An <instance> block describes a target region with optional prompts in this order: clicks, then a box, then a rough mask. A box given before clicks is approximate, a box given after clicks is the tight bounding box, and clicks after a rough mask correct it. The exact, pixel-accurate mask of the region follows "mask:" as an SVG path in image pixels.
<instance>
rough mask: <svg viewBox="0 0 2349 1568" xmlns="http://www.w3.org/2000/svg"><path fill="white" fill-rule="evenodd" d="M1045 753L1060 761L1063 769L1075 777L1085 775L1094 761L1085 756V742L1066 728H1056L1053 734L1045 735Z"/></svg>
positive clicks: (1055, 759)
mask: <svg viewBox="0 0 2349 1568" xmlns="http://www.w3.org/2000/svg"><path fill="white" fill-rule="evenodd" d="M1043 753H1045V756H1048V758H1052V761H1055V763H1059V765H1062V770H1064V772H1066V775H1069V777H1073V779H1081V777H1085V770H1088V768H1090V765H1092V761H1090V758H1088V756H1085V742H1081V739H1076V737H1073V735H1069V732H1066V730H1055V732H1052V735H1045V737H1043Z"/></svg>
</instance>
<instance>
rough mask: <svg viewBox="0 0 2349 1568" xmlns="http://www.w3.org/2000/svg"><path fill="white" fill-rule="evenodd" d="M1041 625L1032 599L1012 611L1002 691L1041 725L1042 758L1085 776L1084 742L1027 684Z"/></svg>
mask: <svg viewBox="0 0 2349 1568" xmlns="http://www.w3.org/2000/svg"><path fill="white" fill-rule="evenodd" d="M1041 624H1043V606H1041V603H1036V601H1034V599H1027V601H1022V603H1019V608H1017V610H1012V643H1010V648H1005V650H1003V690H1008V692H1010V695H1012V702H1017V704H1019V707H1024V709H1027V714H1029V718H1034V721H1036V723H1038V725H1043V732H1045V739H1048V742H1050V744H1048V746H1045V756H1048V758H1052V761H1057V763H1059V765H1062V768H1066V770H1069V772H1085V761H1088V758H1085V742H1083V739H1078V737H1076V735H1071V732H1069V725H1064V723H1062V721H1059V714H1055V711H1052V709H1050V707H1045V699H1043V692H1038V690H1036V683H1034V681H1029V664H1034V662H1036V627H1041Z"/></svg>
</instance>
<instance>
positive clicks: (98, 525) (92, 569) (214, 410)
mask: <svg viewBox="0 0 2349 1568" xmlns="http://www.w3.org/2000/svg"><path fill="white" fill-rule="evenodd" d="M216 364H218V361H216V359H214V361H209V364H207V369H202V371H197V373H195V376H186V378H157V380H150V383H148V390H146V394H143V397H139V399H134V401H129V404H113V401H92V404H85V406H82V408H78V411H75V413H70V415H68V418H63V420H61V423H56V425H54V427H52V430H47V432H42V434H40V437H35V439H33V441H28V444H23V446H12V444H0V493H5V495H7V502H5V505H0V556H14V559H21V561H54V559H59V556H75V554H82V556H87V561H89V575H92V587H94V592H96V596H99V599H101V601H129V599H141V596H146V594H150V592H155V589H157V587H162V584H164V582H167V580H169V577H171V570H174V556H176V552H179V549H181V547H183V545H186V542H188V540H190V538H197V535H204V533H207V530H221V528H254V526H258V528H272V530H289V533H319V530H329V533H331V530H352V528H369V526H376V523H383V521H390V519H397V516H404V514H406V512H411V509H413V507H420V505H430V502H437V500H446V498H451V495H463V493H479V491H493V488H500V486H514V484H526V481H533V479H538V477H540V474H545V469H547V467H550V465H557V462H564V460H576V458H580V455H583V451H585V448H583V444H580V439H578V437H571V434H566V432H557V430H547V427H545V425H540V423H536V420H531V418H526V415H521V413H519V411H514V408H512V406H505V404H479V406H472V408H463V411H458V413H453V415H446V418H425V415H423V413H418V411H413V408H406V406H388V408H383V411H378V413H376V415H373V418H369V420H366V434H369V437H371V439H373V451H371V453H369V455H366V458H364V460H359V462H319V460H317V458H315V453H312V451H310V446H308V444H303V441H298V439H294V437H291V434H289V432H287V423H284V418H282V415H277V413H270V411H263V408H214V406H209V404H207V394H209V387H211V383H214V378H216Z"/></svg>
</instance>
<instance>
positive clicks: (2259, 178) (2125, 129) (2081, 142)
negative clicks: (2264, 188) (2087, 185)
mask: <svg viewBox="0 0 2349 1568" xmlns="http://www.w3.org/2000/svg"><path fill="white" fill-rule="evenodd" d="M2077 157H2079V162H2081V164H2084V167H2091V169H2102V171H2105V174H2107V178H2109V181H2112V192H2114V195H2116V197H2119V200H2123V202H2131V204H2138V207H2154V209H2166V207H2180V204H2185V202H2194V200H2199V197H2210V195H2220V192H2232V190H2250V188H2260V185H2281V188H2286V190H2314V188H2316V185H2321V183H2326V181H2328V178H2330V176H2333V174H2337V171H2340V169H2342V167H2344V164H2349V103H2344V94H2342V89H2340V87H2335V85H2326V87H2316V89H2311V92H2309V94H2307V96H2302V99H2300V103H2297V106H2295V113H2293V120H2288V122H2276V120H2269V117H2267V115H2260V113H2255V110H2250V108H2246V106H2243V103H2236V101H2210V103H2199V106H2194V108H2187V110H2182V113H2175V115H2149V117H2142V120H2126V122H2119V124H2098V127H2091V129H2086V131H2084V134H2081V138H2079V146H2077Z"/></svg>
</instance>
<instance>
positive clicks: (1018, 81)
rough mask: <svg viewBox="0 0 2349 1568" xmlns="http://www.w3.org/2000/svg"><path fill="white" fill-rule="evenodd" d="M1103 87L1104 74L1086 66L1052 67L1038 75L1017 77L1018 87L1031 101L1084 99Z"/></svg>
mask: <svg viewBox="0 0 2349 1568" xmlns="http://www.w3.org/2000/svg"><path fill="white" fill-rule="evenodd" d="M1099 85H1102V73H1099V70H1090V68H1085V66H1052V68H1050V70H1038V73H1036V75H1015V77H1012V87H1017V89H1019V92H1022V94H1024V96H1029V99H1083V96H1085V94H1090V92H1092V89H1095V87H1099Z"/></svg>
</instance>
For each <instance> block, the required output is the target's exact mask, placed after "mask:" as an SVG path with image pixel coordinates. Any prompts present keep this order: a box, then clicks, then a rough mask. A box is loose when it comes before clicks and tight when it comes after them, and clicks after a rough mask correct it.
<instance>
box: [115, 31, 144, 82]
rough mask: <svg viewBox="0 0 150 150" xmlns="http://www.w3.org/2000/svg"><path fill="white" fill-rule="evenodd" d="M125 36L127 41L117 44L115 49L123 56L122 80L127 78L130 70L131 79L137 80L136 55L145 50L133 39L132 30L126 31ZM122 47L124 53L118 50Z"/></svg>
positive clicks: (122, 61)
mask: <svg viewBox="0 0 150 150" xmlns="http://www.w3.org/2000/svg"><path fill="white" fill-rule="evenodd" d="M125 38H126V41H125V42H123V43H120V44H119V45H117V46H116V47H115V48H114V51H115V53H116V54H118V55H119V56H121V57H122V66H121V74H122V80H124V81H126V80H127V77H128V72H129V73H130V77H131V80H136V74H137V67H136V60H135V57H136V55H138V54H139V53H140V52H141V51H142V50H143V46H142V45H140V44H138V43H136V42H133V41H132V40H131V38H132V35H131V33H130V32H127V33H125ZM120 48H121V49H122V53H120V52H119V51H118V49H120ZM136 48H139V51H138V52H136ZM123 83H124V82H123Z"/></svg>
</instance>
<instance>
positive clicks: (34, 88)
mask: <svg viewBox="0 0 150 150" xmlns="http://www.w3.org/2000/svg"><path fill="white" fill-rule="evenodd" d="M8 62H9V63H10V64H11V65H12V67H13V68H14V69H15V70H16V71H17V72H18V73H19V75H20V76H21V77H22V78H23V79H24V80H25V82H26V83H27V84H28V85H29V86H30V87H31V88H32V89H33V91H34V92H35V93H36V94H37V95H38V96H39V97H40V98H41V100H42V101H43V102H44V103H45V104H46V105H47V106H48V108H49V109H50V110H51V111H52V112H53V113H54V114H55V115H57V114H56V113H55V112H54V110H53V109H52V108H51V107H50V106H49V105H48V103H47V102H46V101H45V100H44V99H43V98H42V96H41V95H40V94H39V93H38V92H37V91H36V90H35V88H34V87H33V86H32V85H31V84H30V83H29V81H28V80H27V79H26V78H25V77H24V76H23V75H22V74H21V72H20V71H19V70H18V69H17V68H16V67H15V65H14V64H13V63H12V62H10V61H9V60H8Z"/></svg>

•••

= Job =
Find each line in the records above that contains the word "positive" and copy those lines.

= Result =
positive clicks: (1055, 759)
positive clicks: (98, 525) (92, 569) (214, 410)
positive clicks: (2259, 178) (2125, 129) (2081, 142)
positive clicks: (1018, 81)
positive clicks: (122, 61)
positive clicks: (34, 88)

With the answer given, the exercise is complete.